Dann entstanden „Friedensdekade“ – ich sage das jetzt einmal nur in
Stichworten –, „Friedenswerkstatt“, eine Idee, die wir – wie das gestern und
heute in Stichworten schon mehrfach angeklungen ist – von Jena übernommen
haben, und auch das Seminar „Konkret für den Frieden“. Das ist die Gruppe
gewesen, die die „Friedenswerkstatt“ vorbereitet und, nachdem sie die erste
Veranstaltung durchgeführt hatte, gesagt hat: „Nun laßt uns bloß nicht nur
Veranstaltungen mit Werkstattcharakter durchführen, sondern laßt uns auch
inhaltlich arbeiten und das Ganze DDR-weit vernetzen.“ – Ich sehe uns noch
in dem Gemeindehaus der Bartholomäus-Gemeinde sitzen, wo wir gesagt
haben – ich weiß nicht, ob wir den Namen da schon genannt haben –: „So
ein DDR-weites Seminar muß da stattfinden.“

Es hat Friedenspartnerschaften gegeben. Die Gemeinde, in der ich Pfarrer
gewesen bin, hat versucht, und zwar als Entscheidung des Gemeindekirchen-
rates, mit sieben Kirchengemeinden außerhalb der DDR – und zwar ganz
bewußt alles Kirchengemeinden in sogenannten NATO-Feindländern – solche
Partnerschaften abzuschließen. Es ist sogar in mehreren Fällen gelungen,
daß Vertreter dieser Kirchengemeinden zu uns gekommen sind; leider war
das nur in Form dieser Einbahnstraße möglich. Wir haben miteinander Dinge
inhaltlich erarbeitet und Gottesdienst abgehalten.

AUFGABE A →
Fasse den zitierten Text in zwei Sätzen zusammen.
AUFGABE B →
Erkläre in höchstens zwei Sätzen, welche Überlegung laut dem zitierten Text hinter dem Wunsch nach einem DDR-weiten Seminar stand.
AUFGABE C →
Von welcher Stadt wurde laut dem zitierten Text die Idee der „Friedenswerkstatt“ übernommen?

VORLIEGENDE DATEN →
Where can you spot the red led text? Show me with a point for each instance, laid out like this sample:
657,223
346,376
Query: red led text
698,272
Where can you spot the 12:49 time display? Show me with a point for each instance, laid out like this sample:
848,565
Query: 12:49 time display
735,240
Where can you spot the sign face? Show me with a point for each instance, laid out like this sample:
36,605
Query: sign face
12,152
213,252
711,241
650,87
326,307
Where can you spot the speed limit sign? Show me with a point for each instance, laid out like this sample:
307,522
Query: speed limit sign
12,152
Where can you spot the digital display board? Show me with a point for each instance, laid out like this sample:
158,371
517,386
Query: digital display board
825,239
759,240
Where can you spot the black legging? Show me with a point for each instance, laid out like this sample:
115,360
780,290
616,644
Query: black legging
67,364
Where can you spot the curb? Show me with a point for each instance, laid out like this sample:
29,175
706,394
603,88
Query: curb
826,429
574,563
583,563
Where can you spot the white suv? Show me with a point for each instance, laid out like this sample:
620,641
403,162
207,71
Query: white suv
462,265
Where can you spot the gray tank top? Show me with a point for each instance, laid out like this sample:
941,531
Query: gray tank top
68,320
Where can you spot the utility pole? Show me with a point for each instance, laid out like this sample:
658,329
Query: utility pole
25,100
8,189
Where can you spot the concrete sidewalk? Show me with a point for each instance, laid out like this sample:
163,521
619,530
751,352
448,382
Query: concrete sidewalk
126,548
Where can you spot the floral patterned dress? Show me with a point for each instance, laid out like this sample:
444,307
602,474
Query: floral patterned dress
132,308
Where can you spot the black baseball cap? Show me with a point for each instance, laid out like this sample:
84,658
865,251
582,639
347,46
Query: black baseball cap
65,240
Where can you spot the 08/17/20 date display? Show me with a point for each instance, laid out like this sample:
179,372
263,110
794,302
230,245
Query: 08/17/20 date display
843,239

ERGEBNIS A →
Der zitierte Text schildert, wie die „Friedensdekade“, die von Jena übernommene „Friedenswerkstatt“ und das Seminar „Konkret für den Frieden“ entstanden, dessen Gruppe nach der ersten Werkstatt auch inhaltlich arbeiten und DDR-weit vernetzen wollte. Außerdem berichtet er, dass eine Kirchengemeinde auf Beschluss ihres Gemeindekirchenrates Friedenspartnerschaften mit sieben Gemeinden in sogenannten NATO-Feindländern anstrebte, von denen mehrmals Vertreter zu Besuch kamen.

ERGEBNIS B →
Nach der ersten „Friedenswerkstatt“ wollte die vorbereitende Gruppe nicht nur Veranstaltungen mit Werkstattcharakter durchführen. Sie wollte auch inhaltlich arbeiten und das Ganze DDR-weit vernetzen.

ERGEBNIS C →
Von Jena.